**Assignment**:
The data that follows is to be given again, exactly as written.

**Data for this exercise**:
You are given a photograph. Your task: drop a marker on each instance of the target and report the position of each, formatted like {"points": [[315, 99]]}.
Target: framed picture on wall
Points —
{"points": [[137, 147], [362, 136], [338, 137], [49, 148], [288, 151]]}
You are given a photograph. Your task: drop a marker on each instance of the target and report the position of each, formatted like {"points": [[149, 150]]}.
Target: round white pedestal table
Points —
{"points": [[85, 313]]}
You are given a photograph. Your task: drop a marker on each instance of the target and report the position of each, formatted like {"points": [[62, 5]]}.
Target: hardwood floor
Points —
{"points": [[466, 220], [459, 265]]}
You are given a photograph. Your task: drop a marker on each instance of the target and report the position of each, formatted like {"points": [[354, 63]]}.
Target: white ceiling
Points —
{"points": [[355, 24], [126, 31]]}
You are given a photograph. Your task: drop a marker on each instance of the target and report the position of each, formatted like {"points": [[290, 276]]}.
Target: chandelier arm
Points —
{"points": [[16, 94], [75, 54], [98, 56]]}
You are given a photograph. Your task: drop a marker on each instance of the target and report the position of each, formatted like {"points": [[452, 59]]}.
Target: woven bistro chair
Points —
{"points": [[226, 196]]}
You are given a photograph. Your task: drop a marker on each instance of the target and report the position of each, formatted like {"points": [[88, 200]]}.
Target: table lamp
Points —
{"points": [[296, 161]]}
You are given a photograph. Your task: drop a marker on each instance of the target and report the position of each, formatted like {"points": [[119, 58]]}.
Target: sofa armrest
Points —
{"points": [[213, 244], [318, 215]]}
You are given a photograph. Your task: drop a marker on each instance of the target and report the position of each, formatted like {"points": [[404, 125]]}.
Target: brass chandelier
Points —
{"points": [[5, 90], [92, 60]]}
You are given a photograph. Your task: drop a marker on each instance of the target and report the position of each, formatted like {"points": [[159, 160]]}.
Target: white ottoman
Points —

**Final answer**:
You are given a photograph. Your task: drop a marker on each instance of the target and report the position of each, formatted like {"points": [[315, 99]]}.
Target: framed picture on wall
Points —
{"points": [[137, 147], [362, 136], [338, 137], [49, 148], [288, 151]]}
You are given a photograph. Your task: drop a marker on each instance of the target and report the position of each, formatted like {"points": [[149, 150]]}.
Target: round white pedestal table
Points —
{"points": [[85, 313]]}
You are given a photograph. Your task: drop a marker on each instance of the target and report the position of each, formatted like {"points": [[62, 5]]}.
Target: hardwood floor
Points —
{"points": [[466, 220], [459, 265]]}
You are given a photograph. Your task: drop a marker on each instance of the target and report the position of each, formatted like {"points": [[354, 63]]}.
Target: white ceiling
Points —
{"points": [[355, 24], [126, 31]]}
You are given a photograph. Your task: drop a marker on each instance of the target and report the position of each, formatted like {"points": [[290, 276]]}.
Target: chandelier arm
Points —
{"points": [[16, 94], [75, 54], [98, 56]]}
You are given a photograph. Your task: drop a marker on each instance of the target and report the position of each, formatted like {"points": [[452, 59]]}.
Target: woven bistro chair
Points —
{"points": [[226, 196]]}
You are given a photograph. Your task: drop a marker on each instance of the target and report the position of each, formatted like {"points": [[88, 200]]}.
Target: table lamp
Points —
{"points": [[296, 161]]}
You are given a photograph. Your task: drop a marker on each instance of the target and report the position of each, formatted like {"points": [[119, 58]]}.
Target: sofa armrest
Points —
{"points": [[213, 244], [318, 215]]}
You are given a photograph. Your task: drop a marker on each instance of the target and report the position of each, formatted like {"points": [[404, 125]]}.
Target: brass chandelier
Points —
{"points": [[5, 90], [92, 60]]}
You are given a photograph. Your task: drop a marker on each instance of the target and report the position of each, formatted like {"points": [[159, 160]]}.
Target: white ottoman
Points —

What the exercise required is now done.